*AIM*:
Gather every line below that contains the word "roof". Case counts, so only an exact upper- and lowercase match qualifies.

*PROVIDED RECORDS*:
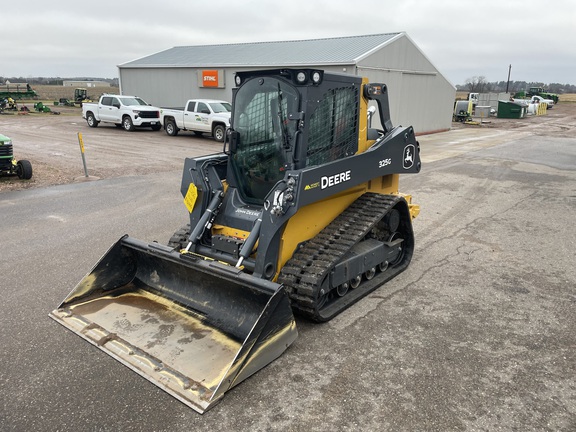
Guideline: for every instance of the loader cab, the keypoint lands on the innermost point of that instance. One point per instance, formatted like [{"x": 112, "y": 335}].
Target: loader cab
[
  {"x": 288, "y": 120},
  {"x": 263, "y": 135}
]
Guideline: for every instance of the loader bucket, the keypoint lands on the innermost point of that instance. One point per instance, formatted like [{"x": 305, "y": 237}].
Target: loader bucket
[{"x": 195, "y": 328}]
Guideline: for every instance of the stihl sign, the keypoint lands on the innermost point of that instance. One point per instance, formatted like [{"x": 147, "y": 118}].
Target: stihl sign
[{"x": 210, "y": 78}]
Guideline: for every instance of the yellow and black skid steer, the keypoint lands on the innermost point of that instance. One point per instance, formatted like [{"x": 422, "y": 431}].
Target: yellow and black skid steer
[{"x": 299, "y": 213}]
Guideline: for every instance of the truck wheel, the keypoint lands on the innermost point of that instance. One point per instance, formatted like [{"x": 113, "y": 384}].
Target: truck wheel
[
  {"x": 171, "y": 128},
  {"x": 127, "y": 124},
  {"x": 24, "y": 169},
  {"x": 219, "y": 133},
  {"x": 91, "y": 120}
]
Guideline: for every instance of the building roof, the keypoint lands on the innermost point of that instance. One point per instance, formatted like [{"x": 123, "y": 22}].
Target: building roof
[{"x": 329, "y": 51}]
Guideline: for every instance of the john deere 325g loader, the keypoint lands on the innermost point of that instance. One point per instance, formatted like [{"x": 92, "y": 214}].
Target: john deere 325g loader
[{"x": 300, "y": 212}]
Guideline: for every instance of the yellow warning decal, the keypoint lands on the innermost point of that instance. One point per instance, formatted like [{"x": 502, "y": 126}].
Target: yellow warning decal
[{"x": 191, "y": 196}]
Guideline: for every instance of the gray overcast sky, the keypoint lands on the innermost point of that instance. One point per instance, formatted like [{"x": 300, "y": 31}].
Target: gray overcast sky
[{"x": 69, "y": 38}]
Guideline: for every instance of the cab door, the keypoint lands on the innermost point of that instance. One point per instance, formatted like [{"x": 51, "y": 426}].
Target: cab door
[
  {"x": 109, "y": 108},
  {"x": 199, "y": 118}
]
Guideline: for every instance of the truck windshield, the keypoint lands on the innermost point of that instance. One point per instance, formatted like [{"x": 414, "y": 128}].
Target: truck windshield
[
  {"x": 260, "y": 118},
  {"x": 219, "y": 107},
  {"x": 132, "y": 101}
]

* * *

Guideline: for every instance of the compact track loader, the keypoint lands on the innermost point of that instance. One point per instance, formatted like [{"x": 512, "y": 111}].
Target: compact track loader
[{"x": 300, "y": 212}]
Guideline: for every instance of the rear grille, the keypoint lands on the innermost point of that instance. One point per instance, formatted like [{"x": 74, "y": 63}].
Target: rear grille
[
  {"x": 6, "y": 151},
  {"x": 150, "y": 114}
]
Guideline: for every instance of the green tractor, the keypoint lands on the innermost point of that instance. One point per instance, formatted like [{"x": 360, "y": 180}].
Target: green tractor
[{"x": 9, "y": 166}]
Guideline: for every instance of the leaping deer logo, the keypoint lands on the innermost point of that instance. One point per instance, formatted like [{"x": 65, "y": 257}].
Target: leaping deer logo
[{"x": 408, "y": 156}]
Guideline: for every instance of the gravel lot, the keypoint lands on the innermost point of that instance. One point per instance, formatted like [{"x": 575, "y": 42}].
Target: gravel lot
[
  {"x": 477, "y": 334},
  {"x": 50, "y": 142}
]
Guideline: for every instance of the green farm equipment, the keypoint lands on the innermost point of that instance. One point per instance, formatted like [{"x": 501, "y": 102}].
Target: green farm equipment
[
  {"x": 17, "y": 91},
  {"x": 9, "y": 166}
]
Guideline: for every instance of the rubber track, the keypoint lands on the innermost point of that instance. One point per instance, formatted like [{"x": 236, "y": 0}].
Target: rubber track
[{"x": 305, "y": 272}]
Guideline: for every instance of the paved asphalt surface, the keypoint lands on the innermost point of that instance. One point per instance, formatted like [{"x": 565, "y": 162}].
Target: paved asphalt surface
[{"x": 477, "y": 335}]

*RIGHT ANSWER*:
Guideline: for every instance of the building roof, the keypoint lands on the innermost point of that instance. One point per instance, formatted like [{"x": 123, "y": 22}].
Target: building roof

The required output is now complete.